Object point labels:
----

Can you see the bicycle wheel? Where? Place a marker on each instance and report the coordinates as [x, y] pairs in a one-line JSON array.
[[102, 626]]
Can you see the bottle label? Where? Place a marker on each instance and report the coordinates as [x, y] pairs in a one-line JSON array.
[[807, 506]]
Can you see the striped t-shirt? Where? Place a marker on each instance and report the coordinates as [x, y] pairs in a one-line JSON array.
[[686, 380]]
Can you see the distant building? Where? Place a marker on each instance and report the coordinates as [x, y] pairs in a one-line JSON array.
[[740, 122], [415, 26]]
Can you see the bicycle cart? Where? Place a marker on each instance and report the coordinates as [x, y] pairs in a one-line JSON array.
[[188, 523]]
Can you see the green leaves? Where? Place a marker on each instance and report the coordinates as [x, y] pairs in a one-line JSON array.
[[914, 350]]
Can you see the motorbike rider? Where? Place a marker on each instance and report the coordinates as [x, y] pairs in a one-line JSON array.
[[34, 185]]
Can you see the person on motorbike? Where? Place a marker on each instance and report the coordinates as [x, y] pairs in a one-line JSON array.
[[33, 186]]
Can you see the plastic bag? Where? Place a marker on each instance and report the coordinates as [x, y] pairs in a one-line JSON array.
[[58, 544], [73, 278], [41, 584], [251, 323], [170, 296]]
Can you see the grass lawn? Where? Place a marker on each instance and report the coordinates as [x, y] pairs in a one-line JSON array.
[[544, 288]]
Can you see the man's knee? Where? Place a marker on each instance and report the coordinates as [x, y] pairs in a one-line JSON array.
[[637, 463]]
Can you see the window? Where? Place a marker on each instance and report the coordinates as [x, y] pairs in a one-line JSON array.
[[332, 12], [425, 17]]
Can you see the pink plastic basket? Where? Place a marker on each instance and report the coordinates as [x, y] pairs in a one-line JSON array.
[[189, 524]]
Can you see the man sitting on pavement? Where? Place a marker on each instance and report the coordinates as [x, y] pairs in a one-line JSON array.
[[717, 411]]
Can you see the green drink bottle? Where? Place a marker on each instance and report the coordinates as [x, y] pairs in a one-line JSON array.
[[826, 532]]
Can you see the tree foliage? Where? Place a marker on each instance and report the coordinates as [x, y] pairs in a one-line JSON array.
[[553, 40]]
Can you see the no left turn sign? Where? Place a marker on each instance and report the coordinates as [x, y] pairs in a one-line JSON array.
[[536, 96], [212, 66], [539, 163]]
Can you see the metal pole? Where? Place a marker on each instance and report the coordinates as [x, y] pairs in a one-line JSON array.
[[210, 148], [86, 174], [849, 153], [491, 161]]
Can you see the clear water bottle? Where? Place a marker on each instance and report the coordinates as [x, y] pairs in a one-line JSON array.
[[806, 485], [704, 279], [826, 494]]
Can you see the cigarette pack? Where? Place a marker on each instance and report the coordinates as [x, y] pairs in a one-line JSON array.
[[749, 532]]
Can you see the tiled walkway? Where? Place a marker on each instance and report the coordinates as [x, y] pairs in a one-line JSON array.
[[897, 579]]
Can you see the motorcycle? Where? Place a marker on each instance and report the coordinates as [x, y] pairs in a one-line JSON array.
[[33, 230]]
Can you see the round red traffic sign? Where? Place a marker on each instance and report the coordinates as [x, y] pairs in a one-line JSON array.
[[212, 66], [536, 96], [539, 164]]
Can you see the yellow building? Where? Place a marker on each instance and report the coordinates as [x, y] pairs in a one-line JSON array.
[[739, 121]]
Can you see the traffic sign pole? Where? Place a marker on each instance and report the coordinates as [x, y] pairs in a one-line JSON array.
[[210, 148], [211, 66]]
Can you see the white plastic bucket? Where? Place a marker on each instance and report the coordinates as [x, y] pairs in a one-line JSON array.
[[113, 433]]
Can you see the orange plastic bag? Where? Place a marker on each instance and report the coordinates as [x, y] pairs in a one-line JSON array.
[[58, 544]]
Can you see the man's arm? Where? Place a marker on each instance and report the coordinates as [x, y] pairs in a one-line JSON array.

----

■ What the task asks ■
Copy these records word for word, including every line.

■ Response for this exercise ■
Can you see the bicycle wheel? Where? Place a marker on each instance and report the coordinates as [x, y] pairs in a one-line JSON array.
[[102, 626]]
Can you see the bottle label? Where? Place a marker on each instance and report the coordinates as [x, y] pairs in a one-line JSON array.
[[807, 506]]
Can you see the striped t-shirt? Where? Place a marker on each instance and report the coordinates as [x, y] pairs in a one-line JSON array.
[[686, 380]]
Can you see the distant building? Where? Place a marker on each instance and report the coordinates as [x, y] pairs in a one-line JSON array.
[[740, 122], [415, 26]]
Can you see the bicycle cart? Where? Place a marker on each instance and report the coordinates as [x, y] pairs in a one-line JSON array.
[[188, 523]]
Can you see the green leaves? Where? Place a marker on each instance and report the coordinates as [x, y] pairs in a one-line JSON array.
[[914, 350]]
Can you see the motorbike rider? Where? Place a marker on each instance and report the coordinates as [x, y] pairs in a one-line JSON array.
[[34, 185]]
Can you see the person on motorbike? Where? Place a marker on each instance and report the coordinates as [x, y] pairs in a one-line JSON array.
[[33, 186]]
Can you see the plastic bag? Where? Place a marker on each instance and report the coordinates as [x, y] pairs in a one-line JSON array.
[[58, 544], [73, 278], [41, 584], [251, 323], [170, 296]]
Can you see the grass lawn? Where? Place a marker on each instance and report the coordinates as [x, y] pairs in a one-line JSON array.
[[544, 288]]
Can you see the man's knee? Where? Place a marker on each instance and report the coordinates as [x, y] pairs in a one-line JSON array.
[[637, 463]]
Can you see the window? Where? Place a marker on each instance and report the coordinates as [x, y] pairs in a one-line JSON array.
[[332, 12], [425, 17]]
Can you see the pink plastic basket? Where? Place a marker on each instance and report the coordinates as [x, y] pairs in a one-line JSON array.
[[189, 524]]
Can you see the man sitting on pavement? Where? Place a marker on each instance and report the coordinates as [x, y] pairs in a one-line JSON array.
[[717, 411]]
Can you see the green drink bottle? Where? Place a marker on each instance and report the coordinates as [x, y] pairs in a one-line JSON array.
[[826, 532]]
Can you see the tree foliage? Where? Place a marker on each instance and report the coordinates as [x, y] pairs in a one-line JSON array.
[[553, 40]]
Can you see the no left turn sign? Where? Place a marker on each instance and report the coordinates as [x, y] pairs in a one-line JSON array.
[[536, 96], [212, 66], [539, 163]]
Can you see the metal pole? Where? Place a marker on each instance and report the coordinates as [x, y] pairs in a one-line JSON array.
[[210, 148], [86, 174], [849, 153], [491, 161]]
Can you see the clear water bottle? Where? Place a marker on each instance and report the coordinates as [x, y] pairs in a one-line JSON array.
[[806, 485], [704, 279], [826, 494]]
Can you see the cigarette pack? Where? Place a marker on each instance and report the coordinates as [x, y] pairs in a one-line JSON array.
[[749, 532]]
Can you see the tiled walkway? Where? Place a marker on each instance and report the coordinates as [x, y] pairs in a one-line JSON array.
[[897, 579]]
Can you see the motorcycle? Where? Place a marker on each instance and report the coordinates as [x, y] pairs in a one-line JSON array.
[[33, 230]]
Can you see the round red traffic sign? Where? Place a marker on each instance and report the coordinates as [x, y] pairs in a one-line JSON array.
[[212, 66], [536, 96], [539, 164]]
Can you see the yellow building? Where? Place a marker on each instance and report the coordinates as [x, y] pairs in a one-line JSON array.
[[739, 121]]
Can you see the traffic sign pole? Where? Place a marker on each instance and report the coordinates as [x, y] pairs in a one-line JSON array.
[[210, 148], [211, 66]]
Can you see the white plastic bucket? Where? Place a marker on each instance and report the coordinates as [x, y] pairs in a one-line JSON array.
[[113, 433]]
Can you see the orange plastic bag? Where? Place a marker on each instance and report the coordinates as [x, y] pairs in a one-line JSON array.
[[58, 544]]
Can you see the man's arm? Where? Place a marker on each instance and report the coordinates as [x, y] pairs in a one-line JSON array.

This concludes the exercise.